◆ **Reading text**:
Sharps, body fluids, and immediate injury response

Sharps injuries are a recognised hazard in health and social care. The HSE defines sharps as needles, blades and other instruments that can cut or pierce the skin. A contaminated sharp can transmit blood-borne viruses such as hepatitis B, hepatitis C and HIV. Even when infection does not occur, a sharps injury can cause significant worry and stress.
Care staff can encounter sharps in insulin pens, blood glucose testing equipment, injectable medicines, clinical waste, bins, laundry and bedding, in resident rooms, in visitors' belongings, or when disposal has been unsafe. Staff may also be exposed to bites, scratches, spitting, blood, vomit, urine, faeces or other body fluids during care.
Safe Management of Blood and Body Fluid Spillages HD
Safer sharps practice
- Use sharps bins correctly: sharps should go straight into the correct approved container after use.
- Do not overfill sharps containers: follow fill lines and local replacement procedures.
- Do not put hands into bins, bags, bedding, laundry, or waste where sharps may be hidden.
- Do not recap or dismantle needles unless your specific training and device instructions require a safe method.
- Report missing, damaged, overflowing, or incorrectly placed sharps containers immediately.
- Use PPE and safe systems: follow infection prevention, waste, laundry, and incident procedures.
If a sharps injury happens
HSE advice for a potentially contaminated sharps injury is to encourage the wound to bleed gently, preferably under running water; wash the wound with running water and plenty of soap without scrubbing; do not suck the wound; dry it, cover with a waterproof dressing and seek urgent medical advice.
Local policy should specify who to contact, where to attend, how quickly to seek occupational health or emergency advice and how the incident is recorded. Do not quietly wash the injury and carry on.
Sharps injuries and body-fluid exposures need immediate first aid, urgent advice, and reporting. Quietly washing the injury and carrying on is not safe practice.

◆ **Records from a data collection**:
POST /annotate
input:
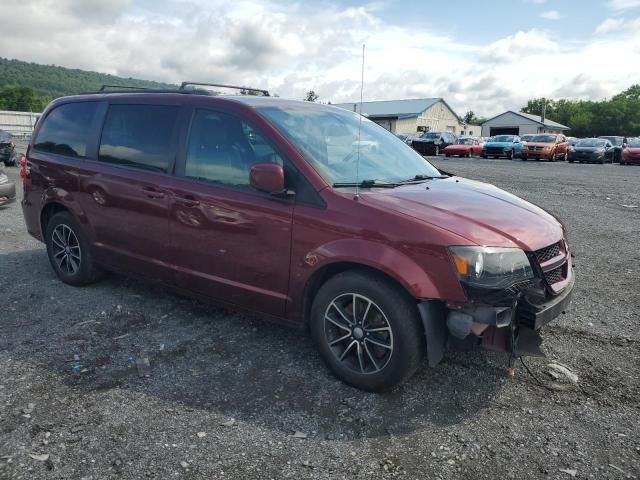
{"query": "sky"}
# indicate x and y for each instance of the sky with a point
(487, 56)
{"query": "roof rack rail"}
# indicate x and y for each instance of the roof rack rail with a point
(265, 93)
(104, 87)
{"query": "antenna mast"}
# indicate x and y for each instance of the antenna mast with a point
(357, 196)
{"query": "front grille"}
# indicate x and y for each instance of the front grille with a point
(547, 253)
(495, 150)
(555, 275)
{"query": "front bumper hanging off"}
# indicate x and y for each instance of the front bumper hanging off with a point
(511, 329)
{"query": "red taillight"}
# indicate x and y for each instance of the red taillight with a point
(24, 170)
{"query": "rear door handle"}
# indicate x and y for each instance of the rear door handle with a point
(187, 200)
(152, 192)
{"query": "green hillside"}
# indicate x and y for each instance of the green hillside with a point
(52, 81)
(30, 86)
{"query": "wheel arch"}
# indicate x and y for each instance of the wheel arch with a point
(48, 211)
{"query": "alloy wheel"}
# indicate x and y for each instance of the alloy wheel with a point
(358, 333)
(66, 249)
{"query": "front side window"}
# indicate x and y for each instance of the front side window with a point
(544, 139)
(139, 136)
(331, 141)
(66, 129)
(222, 149)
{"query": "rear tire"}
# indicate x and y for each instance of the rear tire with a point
(68, 251)
(379, 346)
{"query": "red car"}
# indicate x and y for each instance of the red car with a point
(466, 147)
(303, 213)
(631, 152)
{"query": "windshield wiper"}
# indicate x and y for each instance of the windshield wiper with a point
(367, 184)
(421, 178)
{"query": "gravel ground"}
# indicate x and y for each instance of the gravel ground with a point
(126, 380)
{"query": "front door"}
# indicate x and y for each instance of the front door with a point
(229, 241)
(123, 193)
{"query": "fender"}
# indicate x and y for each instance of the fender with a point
(386, 259)
(380, 257)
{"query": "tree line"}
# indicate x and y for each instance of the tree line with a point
(619, 115)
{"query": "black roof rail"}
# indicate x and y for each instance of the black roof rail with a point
(264, 93)
(104, 87)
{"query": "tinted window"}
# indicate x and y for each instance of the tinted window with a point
(66, 129)
(222, 148)
(139, 135)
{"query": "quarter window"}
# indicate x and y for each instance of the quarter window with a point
(66, 129)
(141, 136)
(223, 148)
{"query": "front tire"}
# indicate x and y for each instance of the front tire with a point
(68, 251)
(368, 330)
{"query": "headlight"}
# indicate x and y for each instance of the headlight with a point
(490, 267)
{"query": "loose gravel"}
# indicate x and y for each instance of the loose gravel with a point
(126, 380)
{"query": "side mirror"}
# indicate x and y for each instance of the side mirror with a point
(267, 177)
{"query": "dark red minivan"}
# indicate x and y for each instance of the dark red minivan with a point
(304, 213)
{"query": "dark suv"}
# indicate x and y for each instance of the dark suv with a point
(433, 143)
(303, 213)
(7, 149)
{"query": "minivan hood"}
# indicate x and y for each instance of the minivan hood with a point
(479, 212)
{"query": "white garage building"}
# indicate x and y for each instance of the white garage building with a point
(518, 123)
(18, 123)
(413, 116)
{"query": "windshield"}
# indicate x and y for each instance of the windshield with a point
(617, 141)
(503, 138)
(544, 139)
(591, 142)
(328, 139)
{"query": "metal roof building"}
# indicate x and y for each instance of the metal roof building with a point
(518, 123)
(18, 123)
(411, 116)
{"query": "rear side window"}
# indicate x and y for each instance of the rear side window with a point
(66, 129)
(223, 148)
(140, 136)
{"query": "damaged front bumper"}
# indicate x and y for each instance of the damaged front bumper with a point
(502, 328)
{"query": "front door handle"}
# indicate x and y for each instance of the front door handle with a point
(187, 201)
(152, 192)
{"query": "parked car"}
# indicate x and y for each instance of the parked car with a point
(465, 147)
(546, 146)
(526, 138)
(433, 143)
(596, 150)
(618, 144)
(7, 189)
(239, 200)
(631, 152)
(7, 149)
(508, 146)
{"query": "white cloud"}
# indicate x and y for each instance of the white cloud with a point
(618, 25)
(620, 5)
(609, 25)
(551, 15)
(290, 49)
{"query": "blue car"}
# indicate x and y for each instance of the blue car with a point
(509, 146)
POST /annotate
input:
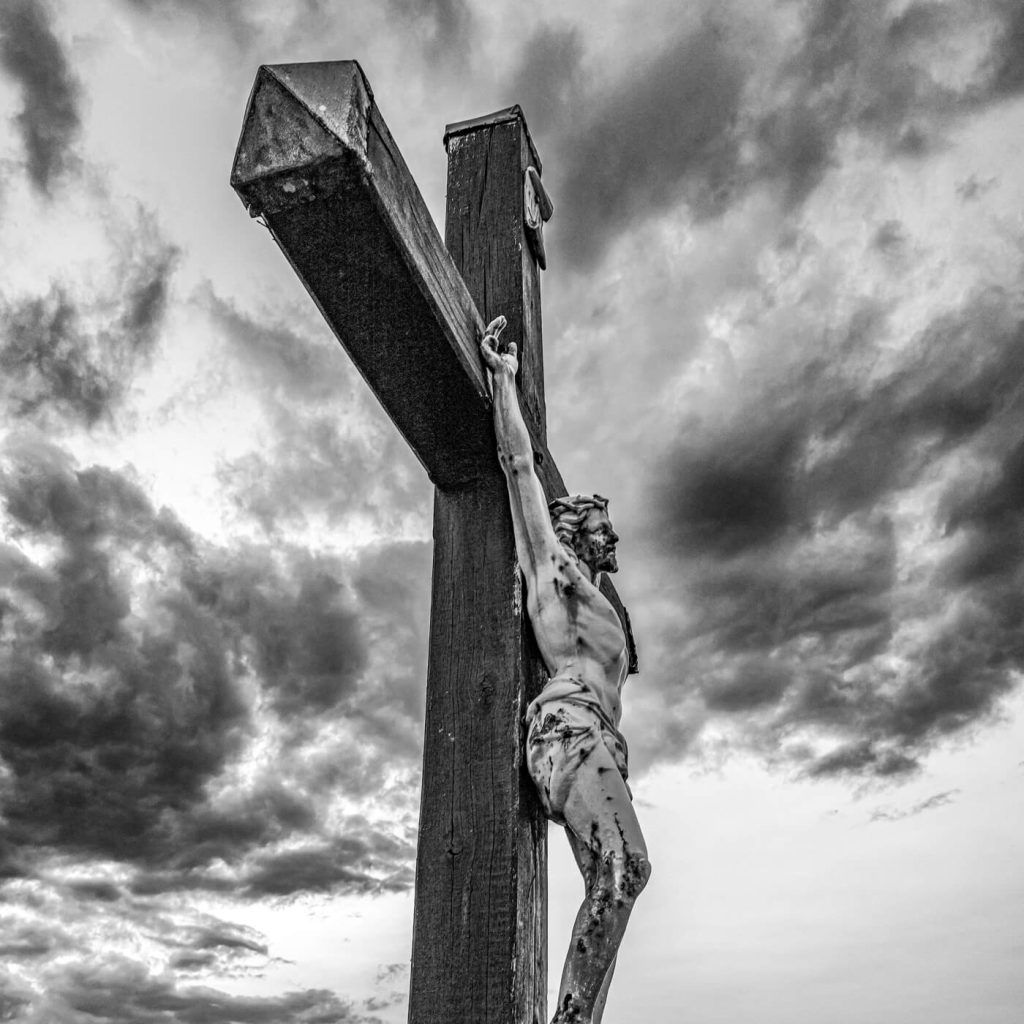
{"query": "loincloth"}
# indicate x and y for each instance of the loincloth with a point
(561, 736)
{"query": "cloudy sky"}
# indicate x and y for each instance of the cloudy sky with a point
(784, 334)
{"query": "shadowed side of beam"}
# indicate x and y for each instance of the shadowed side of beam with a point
(316, 161)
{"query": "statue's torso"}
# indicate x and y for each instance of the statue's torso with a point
(580, 637)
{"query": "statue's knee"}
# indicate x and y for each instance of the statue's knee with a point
(635, 875)
(620, 880)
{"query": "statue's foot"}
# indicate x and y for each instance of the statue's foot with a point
(569, 1012)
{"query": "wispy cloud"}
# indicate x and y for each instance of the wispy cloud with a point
(890, 814)
(50, 117)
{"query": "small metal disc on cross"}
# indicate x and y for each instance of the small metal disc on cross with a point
(316, 163)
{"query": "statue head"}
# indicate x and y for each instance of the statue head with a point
(583, 527)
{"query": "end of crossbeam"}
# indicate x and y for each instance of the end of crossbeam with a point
(304, 125)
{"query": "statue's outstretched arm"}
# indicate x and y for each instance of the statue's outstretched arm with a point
(535, 537)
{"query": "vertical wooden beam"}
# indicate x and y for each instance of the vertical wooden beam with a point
(483, 231)
(479, 947)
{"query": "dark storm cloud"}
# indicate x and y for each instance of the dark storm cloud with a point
(121, 707)
(33, 56)
(445, 27)
(1007, 56)
(791, 559)
(75, 359)
(304, 639)
(124, 992)
(25, 941)
(939, 800)
(352, 862)
(731, 104)
(663, 133)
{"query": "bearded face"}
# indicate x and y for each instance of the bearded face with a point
(595, 543)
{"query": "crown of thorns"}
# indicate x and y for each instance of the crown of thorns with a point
(577, 503)
(568, 514)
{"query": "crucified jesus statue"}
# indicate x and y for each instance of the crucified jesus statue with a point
(576, 754)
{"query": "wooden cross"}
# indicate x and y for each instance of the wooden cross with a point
(317, 164)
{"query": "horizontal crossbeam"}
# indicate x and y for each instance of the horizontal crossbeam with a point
(316, 162)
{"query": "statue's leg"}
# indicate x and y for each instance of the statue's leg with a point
(612, 857)
(585, 861)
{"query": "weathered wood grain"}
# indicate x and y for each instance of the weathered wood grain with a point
(480, 935)
(316, 161)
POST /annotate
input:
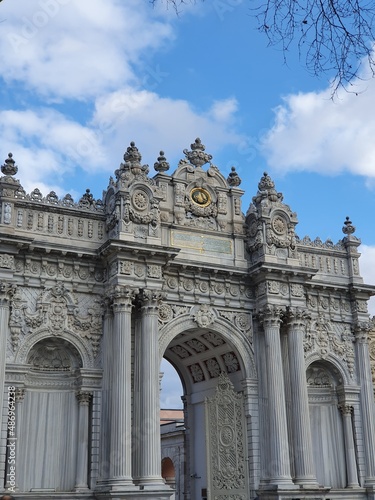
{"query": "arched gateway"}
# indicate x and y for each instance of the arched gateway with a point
(269, 334)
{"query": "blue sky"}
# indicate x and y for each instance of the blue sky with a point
(81, 79)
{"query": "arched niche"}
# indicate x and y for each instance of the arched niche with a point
(323, 381)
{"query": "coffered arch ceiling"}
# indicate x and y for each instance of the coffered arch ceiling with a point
(200, 355)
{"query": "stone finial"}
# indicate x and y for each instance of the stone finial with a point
(133, 159)
(266, 190)
(234, 179)
(348, 227)
(161, 165)
(132, 155)
(197, 156)
(9, 167)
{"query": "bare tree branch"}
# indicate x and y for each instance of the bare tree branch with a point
(333, 37)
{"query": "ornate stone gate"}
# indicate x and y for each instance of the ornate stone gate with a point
(94, 293)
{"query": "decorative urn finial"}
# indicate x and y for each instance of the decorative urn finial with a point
(161, 165)
(9, 167)
(234, 179)
(197, 156)
(348, 227)
(133, 157)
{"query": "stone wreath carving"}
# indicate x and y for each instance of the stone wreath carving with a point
(204, 316)
(321, 338)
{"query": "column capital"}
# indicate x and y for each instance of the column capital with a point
(345, 409)
(19, 394)
(362, 331)
(150, 299)
(84, 397)
(122, 298)
(296, 317)
(7, 290)
(271, 315)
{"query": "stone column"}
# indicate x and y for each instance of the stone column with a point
(17, 395)
(367, 400)
(302, 441)
(146, 386)
(4, 329)
(351, 464)
(120, 473)
(279, 473)
(84, 399)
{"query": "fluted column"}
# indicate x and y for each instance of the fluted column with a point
(351, 463)
(303, 453)
(146, 382)
(367, 400)
(279, 473)
(120, 473)
(5, 289)
(84, 399)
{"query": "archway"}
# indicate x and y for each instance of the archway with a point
(201, 356)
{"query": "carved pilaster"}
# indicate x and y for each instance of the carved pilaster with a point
(6, 291)
(84, 398)
(304, 461)
(367, 398)
(279, 466)
(119, 372)
(351, 463)
(146, 381)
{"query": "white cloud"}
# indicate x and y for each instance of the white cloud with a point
(315, 133)
(367, 264)
(45, 145)
(48, 145)
(161, 123)
(69, 49)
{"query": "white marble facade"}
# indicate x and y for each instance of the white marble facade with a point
(268, 332)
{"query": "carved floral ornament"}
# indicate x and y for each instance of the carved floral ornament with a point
(325, 339)
(58, 311)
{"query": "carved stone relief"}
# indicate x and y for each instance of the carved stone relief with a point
(57, 310)
(323, 337)
(225, 427)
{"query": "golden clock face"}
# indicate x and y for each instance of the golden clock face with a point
(200, 197)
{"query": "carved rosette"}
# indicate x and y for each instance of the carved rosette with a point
(204, 316)
(84, 398)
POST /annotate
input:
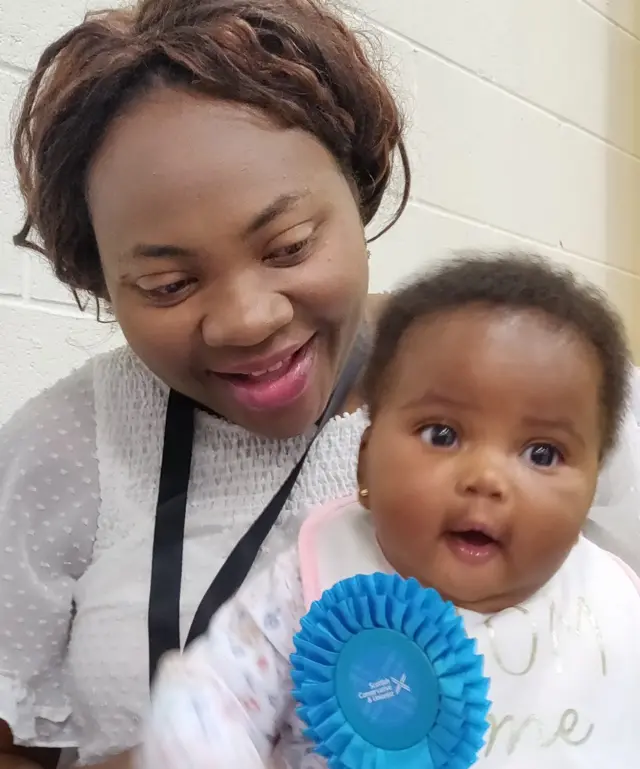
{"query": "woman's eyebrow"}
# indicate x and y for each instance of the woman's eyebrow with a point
(279, 206)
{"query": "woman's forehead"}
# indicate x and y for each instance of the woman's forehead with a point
(177, 152)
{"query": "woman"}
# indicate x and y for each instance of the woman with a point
(207, 169)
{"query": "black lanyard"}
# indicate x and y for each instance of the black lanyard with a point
(171, 509)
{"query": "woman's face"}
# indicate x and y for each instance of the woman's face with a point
(234, 256)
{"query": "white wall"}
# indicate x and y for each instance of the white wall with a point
(525, 130)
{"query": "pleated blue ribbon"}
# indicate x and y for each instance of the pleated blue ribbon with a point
(386, 678)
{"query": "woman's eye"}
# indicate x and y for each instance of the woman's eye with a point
(441, 436)
(167, 290)
(290, 253)
(543, 455)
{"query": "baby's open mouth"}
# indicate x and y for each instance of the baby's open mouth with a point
(472, 546)
(474, 538)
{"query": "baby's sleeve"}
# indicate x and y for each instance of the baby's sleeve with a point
(223, 701)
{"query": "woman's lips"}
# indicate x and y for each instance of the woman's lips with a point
(276, 386)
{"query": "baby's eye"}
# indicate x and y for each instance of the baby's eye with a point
(543, 455)
(441, 436)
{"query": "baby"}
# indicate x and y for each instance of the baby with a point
(495, 391)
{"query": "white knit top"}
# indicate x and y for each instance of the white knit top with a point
(79, 472)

◆ **Activity**: Summarize the text on sharps injuries in two sentences. These entries aren't needed for the work here.

◆ **The completed task**: Sharps such as needles and blades are a recognized hazard in health and social care because a contaminated sharp can transmit blood-borne viruses like hepatitis B, hepatitis C and HIV. Staff should use and not overfill approved sharps bins, keep their hands out of places where sharps may be hidden, and after an injury let the wound bleed gently, wash it with running water and soap without scrubbing, cover it with a waterproof dressing, seek urgent medical advice and report it rather than quietly carrying on.